**Direction**
Copy out the records below word for word, skipping the pictures.

(Dataset entries)
^^^^^^^^^^^^^^^^
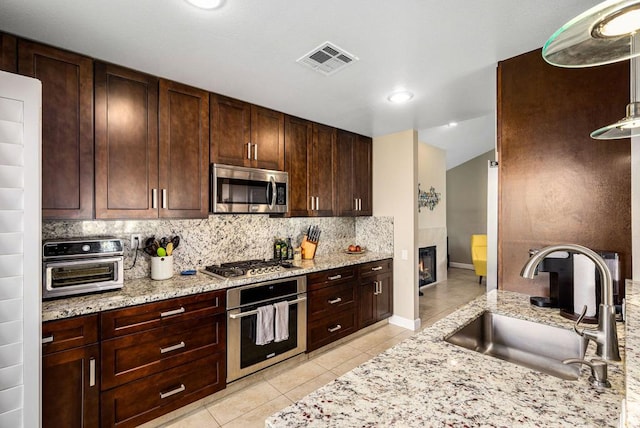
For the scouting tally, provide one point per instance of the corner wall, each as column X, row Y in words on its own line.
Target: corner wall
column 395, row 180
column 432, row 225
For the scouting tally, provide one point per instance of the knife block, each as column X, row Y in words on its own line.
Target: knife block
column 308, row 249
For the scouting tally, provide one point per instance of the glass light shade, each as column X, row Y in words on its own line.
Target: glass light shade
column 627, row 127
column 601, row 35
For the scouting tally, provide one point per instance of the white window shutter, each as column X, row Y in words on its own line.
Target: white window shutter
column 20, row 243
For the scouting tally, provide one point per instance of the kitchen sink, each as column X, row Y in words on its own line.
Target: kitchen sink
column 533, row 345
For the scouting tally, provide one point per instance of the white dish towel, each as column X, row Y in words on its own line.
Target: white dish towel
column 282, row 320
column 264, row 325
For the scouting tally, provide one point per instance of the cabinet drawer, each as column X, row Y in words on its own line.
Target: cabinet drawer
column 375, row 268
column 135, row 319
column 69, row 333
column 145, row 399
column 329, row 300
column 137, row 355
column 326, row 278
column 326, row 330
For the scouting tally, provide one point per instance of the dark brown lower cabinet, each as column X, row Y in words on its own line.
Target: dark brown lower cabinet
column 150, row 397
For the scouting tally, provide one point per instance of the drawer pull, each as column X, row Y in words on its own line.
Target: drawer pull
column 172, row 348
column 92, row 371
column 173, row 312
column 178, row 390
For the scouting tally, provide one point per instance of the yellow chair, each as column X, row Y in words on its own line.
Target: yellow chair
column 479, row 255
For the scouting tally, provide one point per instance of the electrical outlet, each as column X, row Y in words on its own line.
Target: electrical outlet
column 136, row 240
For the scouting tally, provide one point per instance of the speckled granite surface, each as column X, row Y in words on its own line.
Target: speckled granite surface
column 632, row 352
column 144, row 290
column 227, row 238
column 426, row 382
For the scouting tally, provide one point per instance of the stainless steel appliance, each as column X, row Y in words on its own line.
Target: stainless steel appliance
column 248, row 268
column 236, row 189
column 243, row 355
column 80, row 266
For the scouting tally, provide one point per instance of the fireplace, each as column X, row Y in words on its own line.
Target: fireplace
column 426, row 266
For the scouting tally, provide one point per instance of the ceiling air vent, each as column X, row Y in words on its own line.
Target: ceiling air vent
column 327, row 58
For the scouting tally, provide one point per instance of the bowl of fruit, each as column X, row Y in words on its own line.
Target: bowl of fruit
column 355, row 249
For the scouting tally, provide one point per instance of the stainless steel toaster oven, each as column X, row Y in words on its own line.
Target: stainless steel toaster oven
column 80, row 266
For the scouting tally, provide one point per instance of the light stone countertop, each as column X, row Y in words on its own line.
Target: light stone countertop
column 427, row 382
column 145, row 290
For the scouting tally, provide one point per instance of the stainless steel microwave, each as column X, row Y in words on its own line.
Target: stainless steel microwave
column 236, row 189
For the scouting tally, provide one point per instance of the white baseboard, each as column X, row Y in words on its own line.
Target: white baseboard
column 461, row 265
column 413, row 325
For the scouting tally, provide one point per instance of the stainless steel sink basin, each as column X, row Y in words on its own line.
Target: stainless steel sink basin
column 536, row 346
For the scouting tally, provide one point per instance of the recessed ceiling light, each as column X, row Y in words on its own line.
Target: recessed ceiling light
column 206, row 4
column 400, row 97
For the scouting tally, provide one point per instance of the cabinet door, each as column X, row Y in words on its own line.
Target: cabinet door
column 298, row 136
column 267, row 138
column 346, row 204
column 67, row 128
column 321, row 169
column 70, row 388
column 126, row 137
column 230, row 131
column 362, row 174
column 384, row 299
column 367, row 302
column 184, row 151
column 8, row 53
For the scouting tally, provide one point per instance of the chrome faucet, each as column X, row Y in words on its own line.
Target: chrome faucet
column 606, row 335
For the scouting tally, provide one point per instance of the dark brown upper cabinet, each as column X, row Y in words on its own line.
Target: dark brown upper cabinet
^^^^^^^^^^^^^^^^
**Expected answer**
For the scouting tally, provide one point per instance of the corner wall, each as column X, row Y in words on its own line.
Target: corner wall
column 395, row 180
column 432, row 225
For the scouting tally, provide one point per instance of the knife block, each as column X, row Y in words on its own line.
Target: knife block
column 308, row 249
For the scouting tally, provide one point per instance of the glass light shade, each as column X, row Y in words on its own line.
Target: glass light shade
column 627, row 127
column 601, row 35
For the scouting tally, provide one point per instance of the white window shutter, each as column X, row Y in words on its own line.
Target: white window shutter
column 20, row 243
For the scouting tally, provide one point per instance of the kitchen sink, each as column X, row Y in words on its own line.
Target: kitchen sink
column 533, row 345
For the scouting tally, provide one point per instance of the white dish towel, each as column X, row Y in words on its own line.
Target: white dish towel
column 282, row 320
column 264, row 325
For the scouting tally, provide one point per instance of the cabinet drawer, each as column X, row Y in words on its own line.
Target: cabinet drawer
column 375, row 268
column 135, row 319
column 69, row 333
column 145, row 399
column 329, row 300
column 137, row 355
column 326, row 278
column 326, row 330
For the scouting tally, provide one point per instance of the dark brown lower cabinet, each as column X, row Y in words on its own line.
Target: dark brown lower cabinet
column 150, row 397
For the scouting tally, provide one point per instance of the drawer pull, each as column X, row Y in words on its own line.
Target: drawer pull
column 172, row 348
column 92, row 371
column 173, row 312
column 178, row 390
For the scouting tally, provide one point per instance of the yellow chair, each as column X, row Y in words on its own line.
Target: yellow chair
column 479, row 255
For the scouting tally, provide one point per instance of the electrical outlet, each as column X, row Y in words on its own line.
Target: electrical outlet
column 136, row 240
For the scouting tally, provide one point per instance of the speckled granite surface, each as column X, row Y in words on its own line.
Target: speckled granite surface
column 632, row 352
column 144, row 290
column 227, row 238
column 426, row 382
For the scouting tally, provide one point per instance of the stainless steel appliance, each as column X, row Y in words on its own line.
Target: stainless steel appliance
column 248, row 268
column 236, row 189
column 243, row 355
column 80, row 266
For the scouting tally, provide one point per instance of the fireplace, each as column X, row Y in words on its own line.
Target: fireplace
column 426, row 266
For the scouting tally, provide one point per instance of the ceiling air vent, each as column X, row Y in words on its own line.
Target: ceiling air vent
column 327, row 58
For the scouting tally, provide one point per instance of the bowl of fruit, each as column X, row Y in words on its own line.
Target: bowl of fruit
column 355, row 249
For the scouting tally, provide one point per instance of the stainless steel toaster oven, each as column X, row Y in words on its own line.
Target: stainless steel toaster oven
column 80, row 266
For the scouting tally, provide one point per instance of the light stone countertop, each as column X, row Y in words on its own line.
Target: light stone countertop
column 427, row 382
column 145, row 290
For the scouting tally, provide one point per instance of the stainless steel microwave, each as column X, row Y in words on its own line.
Target: stainless steel microwave
column 236, row 189
For the scouting tally, provide one point per instance of the white baseboard, each as column X, row Y in words on its own line.
Target: white baseboard
column 461, row 265
column 413, row 325
For the scouting tally, provide one point per instance of the stainless steel sink basin, each as column X, row Y in words on its own line.
Target: stainless steel sink basin
column 536, row 346
For the scouting tally, provide one point per instance of the recessed ceiling light, each as column X, row Y in words on its own line.
Target: recessed ceiling light
column 206, row 4
column 400, row 97
For the scouting tally, provide one point per instance of the cabinet door, each as column X, row Y in words on its own line.
Target: cabinet door
column 298, row 136
column 267, row 138
column 346, row 204
column 67, row 128
column 321, row 169
column 70, row 388
column 126, row 137
column 230, row 131
column 362, row 174
column 384, row 299
column 367, row 302
column 184, row 151
column 8, row 53
For the scouting tally, provide one point per instance of the chrome faucet, each as column X, row Y in words on its own line.
Target: chrome faucet
column 606, row 335
For the scouting tally, provide one point per instance of the dark brown upper cabinet, each as column X, row Y in words on its own line.
Target: dark brown upper cabinet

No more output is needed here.